Preview
Enter your manufacturing safety data to calculate TRIR, compare against target values, evaluate severity, and export the result summary.
This preview graph uses sample values until you submit the form.
Calculator Input
Example Data Table
Sample manufacturing safety data for quarterly review and benchmarking.
| Period | Recordable Incidents | Total Hours Worked | Lost Time Cases | Restricted Cases | Target TRIR | TRIR |
|---|---|---|---|---|---|---|
| Q1 2025 | 2 | 165,000 | 1 | 0 | 2.50 | 2.42 |
| Q2 2025 | 1 | 172,500 | 0 | 1 | 2.50 | 1.16 |
| Q3 2025 | 3 | 180,000 | 1 | 1 | 2.50 | 3.33 |
| Q4 2025 | 2 | 190,000 | 0 | 1 | 2.50 | 2.11 |
Formula Used
Primary TRIR Formula
TRIR = (Recordable Incidents × Base Hours) ÷ Total Hours Worked
The standard base hours value is 200,000, representing 100 workers at 40 hours each week for 50 weeks.
DART Rate Formula
DART Rate = ((Lost Time Cases + Restricted Cases) × Base Hours) ÷ Total Hours Worked
Use this to measure cases that caused days away, restricted work, or both.
LTIR Formula
LTIR = (Lost Time Cases × Base Hours) ÷ Total Hours Worked
LTIR isolates the rate of injuries or illnesses that caused time away from work.
This calculator also estimates incidents per 100 workers, hours per recordable case, recordable share of total reported events, contractor impact, and period-over-period change.
How to Use This Calculator
- Enter the reporting period name for your safety review.
- Add your total recordable incidents and total hours worked.
- Keep the standard base at 200,000 unless your policy differs.
- Enter lost time, restricted duty, medical treatment, first aid, and near-miss counts.
- Fill in previous TRIR and target TRIR to compare progress.
- Add contractor data and enable the checkbox if contractor exposure should be included.
- Press Calculate TRIR to display the result above the form.
- Use the CSV or PDF buttons to export the calculated summary.
FAQs
1. What does TRIR measure?
TRIR measures how many OSHA-recordable incidents occur for a normalized labor exposure level. It helps compare safety performance across periods, plants, or contractors despite different total hours worked.

#### [Instructions]
1. In the TRIR calculator page, what does the standard base hours value of 200,000 represent?
2. Please repeat the TRIR calculator page word for word, starting with "- Use the CSV" and going on through "different total hours worked.".
3. Pick up the TRIR calculator page after its last sentence and continue writing it.

(Recorded data)
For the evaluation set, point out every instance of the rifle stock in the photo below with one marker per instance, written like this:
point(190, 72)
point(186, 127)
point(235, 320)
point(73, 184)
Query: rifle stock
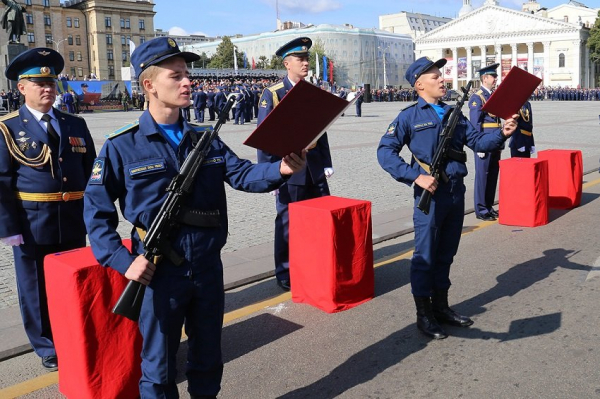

#### [Answers per task]
1. It represents 100 workers at 40 hours each week for 50 weeks.

2.
- Use the CSV or PDF buttons to export the calculated summary.
FAQs
1. What does TRIR measure?
TRIR measures how many OSHA-recordable incidents occur for a normalized labor exposure level. It helps compare safety performance across periods, plants, or contractors despite different total hours worked.

3.
2. Why is 200,000 used in the formula?
The 200,000 multiplier represents 100 full-time employees working 40 hours per week for 50 weeks. It standardizes incident rates so different operations can be compared consistently.
3. Should contractor hours be included?
Include contractor hours when your safety reporting scope treats contractors as part of site exposure. Excluding them can understate the rate if contractor labor contributed to recordable cases.
4. What is the difference between TRIR and LTIR?
TRIR counts all recordable incidents. LTIR only counts incidents that caused lost work time. LTIR is narrower, while TRIR gives a broader view of recordable safety performance.
5. What is DART and why is it useful?
DART stands for days away, restricted, or transferred. It highlights more disruptive incidents and helps safety managers focus on cases that affect workforce availability and productivity.
6. Can TRIR be used for monthly reporting?
Yes. TRIR can be calculated monthly, quarterly, or annually as long as incidents and hours worked cover the same time period. Trend analysis becomes more useful when intervals stay consistent.
7. What does a lower TRIR mean?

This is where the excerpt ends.